── STORED RECORDS

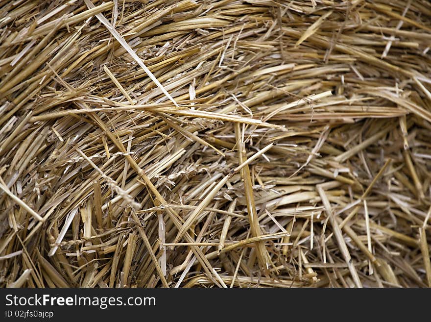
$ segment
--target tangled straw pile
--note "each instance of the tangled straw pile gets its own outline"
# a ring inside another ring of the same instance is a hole
[[[0,4],[0,286],[431,286],[428,0]]]

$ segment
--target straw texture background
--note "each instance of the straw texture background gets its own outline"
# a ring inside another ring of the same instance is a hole
[[[431,286],[428,0],[0,1],[0,286]]]

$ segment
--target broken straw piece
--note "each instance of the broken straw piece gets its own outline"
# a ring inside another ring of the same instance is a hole
[[[95,7],[95,5],[91,3],[89,0],[84,0],[84,1],[85,2],[85,4],[87,5],[87,6],[88,7],[89,9],[92,9]],[[117,39],[118,42],[124,47],[124,49],[127,50],[127,52],[130,54],[130,56],[131,56],[136,62],[138,63],[139,66],[142,68],[146,74],[151,79],[151,80],[156,83],[156,85],[157,85],[157,87],[160,89],[162,92],[163,92],[163,94],[166,95],[167,97],[174,103],[175,106],[179,107],[179,106],[178,106],[178,104],[177,104],[177,102],[175,101],[175,99],[173,99],[173,98],[170,96],[170,95],[168,92],[168,91],[165,89],[163,85],[160,83],[160,82],[157,80],[157,78],[156,78],[156,76],[153,74],[153,73],[150,71],[146,66],[145,66],[144,62],[143,62],[142,60],[139,58],[139,56],[136,52],[135,52],[135,51],[132,49],[132,48],[129,46],[129,44],[127,44],[127,42],[126,41],[126,40],[123,38],[122,36],[119,33],[118,31],[115,30],[115,28],[109,23],[109,22],[108,21],[108,20],[105,18],[103,15],[101,13],[97,13],[96,14],[96,16],[100,22],[105,25],[105,26],[106,26],[108,30],[109,30],[109,32],[112,34],[112,35],[114,36],[114,37]]]

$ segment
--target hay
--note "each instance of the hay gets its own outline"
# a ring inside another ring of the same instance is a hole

────

--- SET PROBLEM ---
Turn the lines of the material above into a numbered list, skipping the blank lines and leaving out the picture.

--- FINISHED ANSWER ---
1. $ segment
2. --target tangled straw pile
3. --note "each instance of the tangled straw pile gets its own outline"
4. # a ring inside another ring of the same instance is a hole
5. [[[0,4],[0,286],[431,286],[428,0]]]
6. $ segment
7. --target straw texture background
8. --note "each instance of the straw texture background gets its own outline"
9. # a ring inside another ring of the same instance is a hole
10. [[[431,286],[428,0],[0,1],[0,286]]]
11. $ segment
12. --target broken straw piece
13. --note "each instance of the broken straw piece gets its own outline"
14. # a ring inside another ring of the same instance is a hole
15. [[[95,7],[95,5],[91,3],[89,0],[84,0],[84,1],[85,2],[85,4],[87,5],[87,6],[88,7],[89,9],[92,9]],[[117,39],[118,42],[124,47],[124,49],[127,50],[127,52],[130,54],[130,56],[131,56],[136,62],[138,63],[139,66],[142,68],[146,74],[151,79],[151,80],[156,83],[156,85],[157,85],[157,87],[160,89],[162,92],[163,92],[163,94],[166,95],[167,97],[174,103],[175,106],[179,107],[179,106],[178,106],[178,104],[177,104],[177,102],[175,101],[175,99],[173,99],[173,98],[170,96],[170,95],[168,92],[168,91],[165,89],[163,85],[160,83],[160,82],[157,80],[157,78],[156,78],[156,76],[153,74],[153,73],[150,71],[146,66],[145,66],[144,62],[143,62],[142,60],[139,58],[139,56],[136,52],[135,52],[135,51],[132,49],[132,48],[129,46],[129,44],[127,44],[127,42],[126,41],[126,40],[123,38],[122,36],[119,33],[118,31],[115,30],[115,28],[109,23],[109,22],[108,21],[108,20],[105,18],[103,15],[101,13],[97,13],[96,14],[96,16],[100,22],[105,25],[105,26],[106,26],[108,30],[109,30],[109,32],[112,34],[112,35],[114,36],[114,37]]]
16. $ segment
17. --target hay
18. --note "each instance of the hay gets its own outline"
19. # a ring inside another ring of the same instance is a hole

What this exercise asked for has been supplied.